Multimodale : renvoie à l’existence d’une pluralité de modalités/ressources sémiotiques, sans qu’il y ait nécessairement (mise en) dialogue ou interaction entre elles. Nous l’utiliserons également comme terme englobant « neutre »;
Intermodale : indique une situation multimodale dans laquelle les modalités/ressources sémiotiques sont analysées dans leur interaction. Le sens de l’énoncé est/se construit dans ce dialogue;
Transmodale : réfère à une situation multimodale qui implique le passage d’une modalité à une autre : passer d’une modalité visuelle à une modalité tactile, par exemple. Si l’on peut éventuellement reconnaître une possible (mise en) interaction entre les modalités pour qu’il y ait changement, nous estimons que la question de l’interaction n’y est pas centrale.
2. Multimodalité et enseignement-apprentissage
La multimodalité est consubstantielle aux événements didactiques. Pour le bien de notre démonstration, nous distinguerons dans les paragraphes suivants la multimodalité dans l’organisation des interactions didactiques puis dans les pratiques de transmission.

**Consigne a**
Recopiez fidèlement, dans le texte sur la multimodalité, le passage allant de « Multimodale : renvoie » jusqu'à « est pas centrale. ».

**Données fournies**

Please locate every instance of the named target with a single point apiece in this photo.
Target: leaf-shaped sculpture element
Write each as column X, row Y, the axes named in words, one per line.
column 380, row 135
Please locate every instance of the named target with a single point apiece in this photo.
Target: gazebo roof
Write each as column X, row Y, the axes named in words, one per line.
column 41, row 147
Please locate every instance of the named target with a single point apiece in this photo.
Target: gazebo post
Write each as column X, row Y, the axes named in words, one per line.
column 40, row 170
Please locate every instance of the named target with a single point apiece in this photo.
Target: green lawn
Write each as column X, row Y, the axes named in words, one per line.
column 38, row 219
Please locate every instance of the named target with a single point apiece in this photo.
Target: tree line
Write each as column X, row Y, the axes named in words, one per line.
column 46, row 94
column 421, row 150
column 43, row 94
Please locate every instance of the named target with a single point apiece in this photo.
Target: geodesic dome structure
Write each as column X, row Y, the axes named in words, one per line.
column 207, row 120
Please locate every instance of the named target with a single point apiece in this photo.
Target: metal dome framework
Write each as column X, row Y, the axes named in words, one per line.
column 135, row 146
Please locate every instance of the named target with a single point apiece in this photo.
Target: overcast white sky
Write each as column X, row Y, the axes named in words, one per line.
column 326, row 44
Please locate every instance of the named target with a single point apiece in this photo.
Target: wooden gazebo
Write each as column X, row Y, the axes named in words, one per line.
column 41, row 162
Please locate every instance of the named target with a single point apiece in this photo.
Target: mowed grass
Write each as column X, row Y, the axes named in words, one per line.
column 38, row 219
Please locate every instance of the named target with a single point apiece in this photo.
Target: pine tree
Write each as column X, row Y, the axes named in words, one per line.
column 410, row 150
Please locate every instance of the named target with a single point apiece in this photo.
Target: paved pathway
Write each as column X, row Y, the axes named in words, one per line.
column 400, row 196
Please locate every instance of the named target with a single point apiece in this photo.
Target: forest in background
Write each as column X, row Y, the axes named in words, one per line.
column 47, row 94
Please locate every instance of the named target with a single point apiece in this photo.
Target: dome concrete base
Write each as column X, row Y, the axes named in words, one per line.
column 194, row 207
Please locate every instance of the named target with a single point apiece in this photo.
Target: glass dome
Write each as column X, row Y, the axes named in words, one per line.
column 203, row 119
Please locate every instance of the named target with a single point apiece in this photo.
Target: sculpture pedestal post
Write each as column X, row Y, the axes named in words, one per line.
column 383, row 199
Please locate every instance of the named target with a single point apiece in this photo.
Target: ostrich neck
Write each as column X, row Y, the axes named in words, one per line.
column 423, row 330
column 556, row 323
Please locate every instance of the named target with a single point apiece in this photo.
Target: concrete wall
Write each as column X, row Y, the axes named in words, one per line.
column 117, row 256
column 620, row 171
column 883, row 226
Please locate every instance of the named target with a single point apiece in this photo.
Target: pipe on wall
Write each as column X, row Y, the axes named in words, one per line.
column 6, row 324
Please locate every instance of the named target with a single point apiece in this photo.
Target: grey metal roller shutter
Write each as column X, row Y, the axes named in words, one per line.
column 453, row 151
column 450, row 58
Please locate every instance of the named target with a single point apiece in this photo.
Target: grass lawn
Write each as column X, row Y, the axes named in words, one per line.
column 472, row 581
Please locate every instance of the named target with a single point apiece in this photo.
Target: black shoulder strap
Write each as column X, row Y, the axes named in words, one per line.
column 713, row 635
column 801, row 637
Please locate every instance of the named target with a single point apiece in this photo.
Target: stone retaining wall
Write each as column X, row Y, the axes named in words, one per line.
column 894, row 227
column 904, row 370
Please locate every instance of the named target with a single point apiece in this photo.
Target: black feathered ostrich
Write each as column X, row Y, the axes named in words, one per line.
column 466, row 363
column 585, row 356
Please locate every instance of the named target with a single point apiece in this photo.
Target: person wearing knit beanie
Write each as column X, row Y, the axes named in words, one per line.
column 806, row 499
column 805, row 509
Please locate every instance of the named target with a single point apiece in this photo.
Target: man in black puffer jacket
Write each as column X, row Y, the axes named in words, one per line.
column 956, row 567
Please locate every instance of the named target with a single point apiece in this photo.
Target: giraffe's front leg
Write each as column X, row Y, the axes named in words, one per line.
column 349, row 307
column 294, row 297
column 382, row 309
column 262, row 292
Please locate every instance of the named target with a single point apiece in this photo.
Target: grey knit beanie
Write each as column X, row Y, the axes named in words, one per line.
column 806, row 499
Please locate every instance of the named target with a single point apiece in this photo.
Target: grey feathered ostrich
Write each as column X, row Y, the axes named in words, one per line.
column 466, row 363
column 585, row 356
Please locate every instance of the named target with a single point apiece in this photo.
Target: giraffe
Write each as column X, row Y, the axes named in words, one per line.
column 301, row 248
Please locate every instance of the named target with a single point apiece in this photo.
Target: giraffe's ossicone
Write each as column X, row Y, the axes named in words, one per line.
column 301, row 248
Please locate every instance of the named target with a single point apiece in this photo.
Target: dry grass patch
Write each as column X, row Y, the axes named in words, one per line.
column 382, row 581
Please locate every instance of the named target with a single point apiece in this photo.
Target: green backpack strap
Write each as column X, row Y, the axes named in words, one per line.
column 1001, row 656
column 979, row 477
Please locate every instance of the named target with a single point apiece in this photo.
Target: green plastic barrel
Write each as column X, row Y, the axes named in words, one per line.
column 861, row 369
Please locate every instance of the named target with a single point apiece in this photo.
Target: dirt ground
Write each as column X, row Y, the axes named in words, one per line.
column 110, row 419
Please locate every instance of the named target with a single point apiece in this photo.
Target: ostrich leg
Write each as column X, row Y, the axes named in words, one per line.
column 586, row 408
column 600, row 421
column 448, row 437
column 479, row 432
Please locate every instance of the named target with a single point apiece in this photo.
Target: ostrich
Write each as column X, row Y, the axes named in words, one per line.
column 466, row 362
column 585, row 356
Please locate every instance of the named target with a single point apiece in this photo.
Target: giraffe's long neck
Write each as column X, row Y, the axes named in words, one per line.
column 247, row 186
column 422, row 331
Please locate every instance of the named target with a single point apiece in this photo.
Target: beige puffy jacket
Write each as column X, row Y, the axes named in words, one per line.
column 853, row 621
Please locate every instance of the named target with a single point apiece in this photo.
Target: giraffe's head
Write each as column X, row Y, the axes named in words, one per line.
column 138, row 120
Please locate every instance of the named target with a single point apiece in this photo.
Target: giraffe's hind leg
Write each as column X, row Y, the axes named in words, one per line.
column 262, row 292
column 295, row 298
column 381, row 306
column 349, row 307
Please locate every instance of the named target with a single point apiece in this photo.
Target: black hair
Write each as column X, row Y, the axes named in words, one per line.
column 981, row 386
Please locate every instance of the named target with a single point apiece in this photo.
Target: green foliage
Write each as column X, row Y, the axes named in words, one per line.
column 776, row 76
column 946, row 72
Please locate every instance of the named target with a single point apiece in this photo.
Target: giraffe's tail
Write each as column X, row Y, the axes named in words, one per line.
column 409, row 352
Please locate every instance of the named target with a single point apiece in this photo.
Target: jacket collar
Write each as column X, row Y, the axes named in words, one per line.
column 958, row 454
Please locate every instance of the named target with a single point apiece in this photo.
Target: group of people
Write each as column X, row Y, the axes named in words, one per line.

**Consigne b**
Relevez dans la liste chaque ligne contenant le mot « post », en la reproduisant sans modification.

**Réponse a**
Multimodale : renvoie à l’existence d’une pluralité de modalités/ressources sémiotiques, sans qu’il y ait nécessairement (mise en) dialogue ou interaction entre elles. Nous l’utiliserons également comme terme englobant « neutre »;
Intermodale : indique une situation multimodale dans laquelle les modalités/ressources sémiotiques sont analysées dans leur interaction. Le sens de l’énoncé est/se construit dans ce dialogue;
Transmodale : réfère à une situation multimodale qui implique le passage d’une modalité à une autre : passer d’une modalité visuelle à une modalité tactile, par exemple. Si l’on peut éventuellement reconnaître une possible (mise en) interaction entre les modalités pour qu’il y ait changement, nous estimons que la question de l’interaction n’y est pas centrale.

**Réponse b**
Target: gazebo post
Target: sculpture pedestal post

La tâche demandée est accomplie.